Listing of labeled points
:::

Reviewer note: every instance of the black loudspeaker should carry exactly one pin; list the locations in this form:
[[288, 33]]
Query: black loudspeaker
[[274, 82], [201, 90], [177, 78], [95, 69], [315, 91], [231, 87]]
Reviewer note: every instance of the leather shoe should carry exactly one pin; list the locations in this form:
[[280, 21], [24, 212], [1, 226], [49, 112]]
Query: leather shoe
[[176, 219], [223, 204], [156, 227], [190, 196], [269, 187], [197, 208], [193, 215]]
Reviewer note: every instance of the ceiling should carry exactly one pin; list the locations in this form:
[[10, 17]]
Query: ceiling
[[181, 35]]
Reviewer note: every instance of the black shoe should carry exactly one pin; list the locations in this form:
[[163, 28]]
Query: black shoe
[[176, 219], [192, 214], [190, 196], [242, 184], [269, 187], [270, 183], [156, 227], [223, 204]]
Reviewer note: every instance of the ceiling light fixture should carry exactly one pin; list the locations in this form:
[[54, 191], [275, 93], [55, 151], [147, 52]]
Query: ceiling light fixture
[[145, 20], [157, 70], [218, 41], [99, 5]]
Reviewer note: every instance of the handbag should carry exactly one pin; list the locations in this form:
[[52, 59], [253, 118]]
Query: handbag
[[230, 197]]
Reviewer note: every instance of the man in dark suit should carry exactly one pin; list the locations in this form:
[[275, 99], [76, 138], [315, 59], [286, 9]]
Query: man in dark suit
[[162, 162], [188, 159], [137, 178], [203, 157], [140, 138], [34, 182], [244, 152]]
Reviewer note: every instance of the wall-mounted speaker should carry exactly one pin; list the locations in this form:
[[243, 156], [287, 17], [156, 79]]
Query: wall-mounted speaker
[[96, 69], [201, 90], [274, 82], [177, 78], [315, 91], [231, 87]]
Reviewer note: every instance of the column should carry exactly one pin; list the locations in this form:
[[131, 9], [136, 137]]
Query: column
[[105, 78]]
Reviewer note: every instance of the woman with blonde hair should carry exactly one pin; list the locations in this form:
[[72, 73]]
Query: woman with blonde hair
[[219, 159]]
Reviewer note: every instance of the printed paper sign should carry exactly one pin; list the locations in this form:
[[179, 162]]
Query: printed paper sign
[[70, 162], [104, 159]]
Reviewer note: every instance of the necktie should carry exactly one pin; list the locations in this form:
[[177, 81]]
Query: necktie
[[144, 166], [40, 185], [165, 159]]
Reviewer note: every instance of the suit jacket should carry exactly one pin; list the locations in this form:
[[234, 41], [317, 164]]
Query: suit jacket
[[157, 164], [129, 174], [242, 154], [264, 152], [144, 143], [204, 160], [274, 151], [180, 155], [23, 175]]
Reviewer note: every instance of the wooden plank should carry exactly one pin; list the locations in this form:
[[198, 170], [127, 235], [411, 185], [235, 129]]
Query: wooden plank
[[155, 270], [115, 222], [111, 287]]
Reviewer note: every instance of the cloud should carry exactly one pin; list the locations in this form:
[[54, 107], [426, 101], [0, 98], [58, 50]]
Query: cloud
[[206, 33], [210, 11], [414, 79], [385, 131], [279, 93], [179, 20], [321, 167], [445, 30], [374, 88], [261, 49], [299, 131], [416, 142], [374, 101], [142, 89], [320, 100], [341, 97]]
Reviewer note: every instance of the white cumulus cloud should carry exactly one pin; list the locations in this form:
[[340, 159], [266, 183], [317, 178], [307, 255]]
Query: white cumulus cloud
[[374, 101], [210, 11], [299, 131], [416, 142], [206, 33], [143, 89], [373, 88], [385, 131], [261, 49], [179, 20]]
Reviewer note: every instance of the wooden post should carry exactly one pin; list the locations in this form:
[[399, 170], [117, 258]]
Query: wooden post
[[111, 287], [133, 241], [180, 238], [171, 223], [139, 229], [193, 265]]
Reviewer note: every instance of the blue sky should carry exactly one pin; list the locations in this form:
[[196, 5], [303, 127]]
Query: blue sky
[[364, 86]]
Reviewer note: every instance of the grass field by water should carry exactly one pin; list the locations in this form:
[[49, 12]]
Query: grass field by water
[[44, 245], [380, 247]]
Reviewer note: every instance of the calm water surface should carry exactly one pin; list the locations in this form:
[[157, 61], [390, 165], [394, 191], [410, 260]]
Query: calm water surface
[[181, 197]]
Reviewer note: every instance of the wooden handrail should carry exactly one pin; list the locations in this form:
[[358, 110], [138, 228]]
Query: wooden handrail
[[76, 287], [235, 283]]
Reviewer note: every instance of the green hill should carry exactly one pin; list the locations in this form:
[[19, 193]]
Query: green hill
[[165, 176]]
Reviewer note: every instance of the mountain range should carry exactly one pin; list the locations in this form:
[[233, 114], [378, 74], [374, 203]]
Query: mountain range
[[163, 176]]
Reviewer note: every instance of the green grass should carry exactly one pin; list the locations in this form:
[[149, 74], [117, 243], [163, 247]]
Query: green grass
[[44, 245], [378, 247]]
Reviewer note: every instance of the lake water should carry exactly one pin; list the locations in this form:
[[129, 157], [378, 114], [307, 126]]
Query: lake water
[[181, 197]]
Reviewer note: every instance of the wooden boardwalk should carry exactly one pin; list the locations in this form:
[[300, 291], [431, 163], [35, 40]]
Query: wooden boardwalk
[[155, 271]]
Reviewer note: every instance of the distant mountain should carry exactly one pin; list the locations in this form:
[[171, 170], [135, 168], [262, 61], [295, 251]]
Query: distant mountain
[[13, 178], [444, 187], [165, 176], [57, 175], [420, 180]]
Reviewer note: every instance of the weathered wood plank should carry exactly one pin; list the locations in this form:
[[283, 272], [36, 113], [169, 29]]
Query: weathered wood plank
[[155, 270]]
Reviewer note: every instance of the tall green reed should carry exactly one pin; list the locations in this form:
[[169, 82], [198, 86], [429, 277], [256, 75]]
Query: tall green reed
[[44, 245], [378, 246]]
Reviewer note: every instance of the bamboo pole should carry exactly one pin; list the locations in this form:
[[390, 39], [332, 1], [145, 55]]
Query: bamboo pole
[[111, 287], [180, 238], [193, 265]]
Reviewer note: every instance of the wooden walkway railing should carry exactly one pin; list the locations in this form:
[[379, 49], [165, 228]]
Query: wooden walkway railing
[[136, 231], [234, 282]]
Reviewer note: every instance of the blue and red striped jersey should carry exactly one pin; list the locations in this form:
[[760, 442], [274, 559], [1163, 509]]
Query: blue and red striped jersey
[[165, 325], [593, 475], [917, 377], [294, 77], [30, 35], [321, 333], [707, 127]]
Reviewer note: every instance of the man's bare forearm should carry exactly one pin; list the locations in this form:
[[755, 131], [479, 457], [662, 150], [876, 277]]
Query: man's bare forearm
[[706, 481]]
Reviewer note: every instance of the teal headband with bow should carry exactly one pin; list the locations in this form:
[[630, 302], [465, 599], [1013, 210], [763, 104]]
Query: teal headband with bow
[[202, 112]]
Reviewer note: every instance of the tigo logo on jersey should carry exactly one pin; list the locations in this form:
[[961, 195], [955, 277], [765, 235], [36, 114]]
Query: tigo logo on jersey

:::

# Set exercise
Format the listing above as a numbered list of its lines, leaving out any blank lines.

# Correct output
1. Reviewer note: every instance of the black loudspeaker should carry exactly one pin; list the locations in this form:
2. [[288, 33]]
3. Query: black loudspeaker
4. [[274, 82], [201, 90], [177, 78], [95, 69], [315, 91], [231, 87]]
5. Reviewer note: every instance of the leather shoe should carry exactly one pin; list the locations in this form:
6. [[280, 21], [24, 212], [1, 226], [49, 112]]
7. Query: leather shoe
8. [[176, 219], [223, 204], [156, 227], [190, 196], [269, 187], [197, 208], [193, 215]]
9. Reviewer note: every instance of the ceiling should carry exactly one pin; list the locations in this form:
10. [[10, 17]]
11. Query: ceiling
12. [[181, 35]]
13. Reviewer note: every instance of the black shoe should carry exactly one pin; list the locations in this form:
14. [[163, 28]]
15. Query: black shoe
16. [[176, 219], [192, 214], [190, 196], [242, 184], [269, 187], [270, 183], [156, 227], [223, 204]]
17. Reviewer note: every instance of the ceiling light fixture should carry exactly one pin; list the locations in this form:
18. [[54, 191], [275, 93], [55, 151], [147, 52]]
19. Query: ceiling light fixture
20. [[145, 20], [157, 70], [218, 41], [99, 5]]
21. Reviewer note: every instance of the handbag should carry exactly one pin; list the locations in this form:
22. [[52, 59], [253, 118]]
23. Query: handbag
24. [[230, 197]]
25. Reviewer note: every instance of the man in dark suit should carry exactly one pin; list the locations in this form:
26. [[275, 99], [76, 138], [315, 59], [286, 9]]
27. Query: man in dark suit
28. [[162, 162], [188, 159], [137, 178], [203, 157], [140, 138], [34, 182], [244, 152]]
29. Reviewer note: every instance of the wall-mounted speaker should carry exactly one pin; list the locations in this form:
30. [[243, 156], [287, 17], [156, 79]]
31. Query: wall-mounted speaker
32. [[96, 69], [201, 90], [274, 82], [177, 78], [315, 91], [231, 87]]
33. Reviewer note: every instance of the column should carry exactly one pin; list the locations in this form:
34. [[131, 9], [136, 137]]
35. Query: column
36. [[105, 78]]
37. Reviewer note: every instance of the woman with blonde hair should carry exactly one pin; list the locations in this form:
38. [[72, 73]]
39. Query: woman with blonde hair
40. [[219, 159]]
41. Reviewer note: every instance of the printed paper sign should carry exactly one pin; list the locations in this form:
42. [[179, 162]]
43. Query: printed paper sign
44. [[70, 162], [104, 159]]
45. Reviewer note: every instance of the necktie should carry exactly one pin; list the locations in this form:
46. [[177, 81]]
47. Query: necktie
48. [[144, 166], [40, 185], [165, 159]]
49. Reviewer note: every instance of the suit jacket should carry exactly one pin; list the locations in this form:
50. [[234, 41], [317, 164]]
51. Query: suit jacket
52. [[157, 164], [129, 174], [242, 154], [264, 152], [144, 143], [204, 160], [274, 151], [180, 155], [23, 175]]
53. Reviewer note: every instance of the wooden plank should carry exactly one pin; list the locations in this form:
54. [[198, 170], [127, 235], [411, 185], [235, 129]]
55. Query: wooden plank
56. [[155, 270], [115, 222], [111, 287]]
57. Reviewer note: every instance of the cloud should carry exactly one pin; list the locations in this form:
58. [[54, 107], [426, 101], [0, 98], [58, 50]]
59. Query: cloud
60. [[206, 33], [210, 11], [414, 79], [385, 131], [279, 93], [179, 20], [321, 167], [445, 30], [374, 88], [261, 49], [299, 131], [416, 142], [374, 101], [142, 89], [320, 100], [341, 97]]
61. Reviewer note: every instance of the white cumulus cloud should carry exactly one pin; list the locations in this form:
62. [[340, 159], [266, 183], [317, 178], [307, 255]]
63. Query: white cumulus cloud
64. [[374, 101], [210, 11], [299, 131], [416, 142], [206, 33], [143, 89], [373, 88], [385, 131], [261, 49], [179, 20]]
65. Reviewer note: every instance of the wooden post should carry exactly one pin; list the locations in this form:
66. [[399, 170], [117, 258]]
67. Query: wooden post
68. [[111, 287], [133, 241], [180, 238], [171, 223], [139, 229], [193, 265]]
69. Reviewer note: every instance of the blue sky should carry exactly one pin; list the locations in this form:
70. [[196, 5], [303, 127]]
71. Query: blue sky
72. [[364, 86]]
73. Reviewer note: every instance of the grass field by water should carry exactly one pin; list the locations in this form:
74. [[49, 12]]
75. Query: grass field by water
76. [[44, 245], [380, 247]]
77. Reviewer note: every instance of the calm water surface should carry exactly one pin; list the locations in this form:
78. [[157, 61], [390, 165], [394, 191], [410, 260]]
79. Query: calm water surface
80. [[181, 197]]
81. Reviewer note: every instance of the wooden handrail should carry exactly one pin; list the locations in this form:
82. [[358, 110], [138, 228]]
83. Query: wooden handrail
84. [[76, 287], [235, 283]]
85. Reviewer note: every instance of the green hill should carry exactly one pin; list the locations in this form:
86. [[19, 193]]
87. Query: green hill
88. [[165, 176]]
89. Reviewer note: every instance of the mountain range should carry exactly one pin; list the locations in this form:
90. [[233, 114], [378, 74], [374, 203]]
91. Query: mountain range
92. [[163, 176]]
93. Reviewer note: every instance of the green grass should carry exactly one pin; list the locations in this form:
94. [[149, 74], [117, 243], [163, 247]]
95. Query: green grass
96. [[44, 245], [378, 247]]
97. Reviewer note: every instance of the lake water should carry exactly one pin; list the locations in this form:
98. [[129, 157], [378, 114], [307, 126]]
99. Query: lake water
100. [[181, 197]]
101. Reviewer note: every instance of the wooden boardwalk should carry exactly one pin; list the locations in this form:
102. [[300, 291], [431, 163], [35, 40]]
103. Query: wooden boardwalk
104. [[155, 271]]
105. Reviewer note: every instance of the distant mountain should carry exactly one pin; list the locations in this form:
106. [[171, 170], [135, 168], [262, 61], [295, 251]]
107. Query: distant mountain
108. [[13, 178], [444, 187], [165, 176], [57, 175], [420, 180]]
109. Reviewer note: every instance of the weathered wood plank should carry exactly one pin; list the locations in this form:
110. [[283, 272], [36, 113], [169, 29]]
111. Query: weathered wood plank
112. [[155, 270]]
113. Reviewer note: every instance of the tall green reed should carry exactly one pin; list the locations in this form:
114. [[169, 82], [198, 86], [429, 277], [256, 75]]
115. Query: tall green reed
116. [[44, 245], [378, 246]]
117. Reviewer note: every instance of the bamboo pole should carry exactly one pin; list the locations in this form:
118. [[390, 39], [332, 1], [145, 55]]
119. Query: bamboo pole
120. [[111, 287], [180, 238], [193, 265]]
121. Reviewer note: every instance of the wooden walkway railing should carry exactly one pin; list the locations in this form:
122. [[379, 49], [165, 228]]
123. Query: wooden walkway railing
124. [[136, 231], [234, 282]]
125. Reviewer note: every instance of the blue and red striped jersey should carry exactly one pin; list the locations in this form:
126. [[760, 442], [274, 559], [1163, 509]]
127. Query: blue and red striped jersey
128. [[165, 325], [593, 475], [917, 377], [294, 77], [30, 35], [321, 333], [707, 127]]
129. Reviewer note: every instance of the man's bare forearm should carry exactly one pin; list the locations in this form:
130. [[755, 131], [479, 457], [662, 150], [876, 277]]
131. Query: man's bare forearm
132. [[706, 481]]
133. Reviewer note: every instance of the teal headband with bow should carry exactly one pin; list the locations in this form:
134. [[630, 302], [465, 599], [1013, 210], [763, 104]]
135. Query: teal headband with bow
136. [[202, 112]]
137. Reviewer note: every instance of the tigo logo on jersey should carry exactly one pin; list the locations in this form:
138. [[961, 195], [955, 277], [765, 235], [36, 114]]
139. Query: tigo logo on jersey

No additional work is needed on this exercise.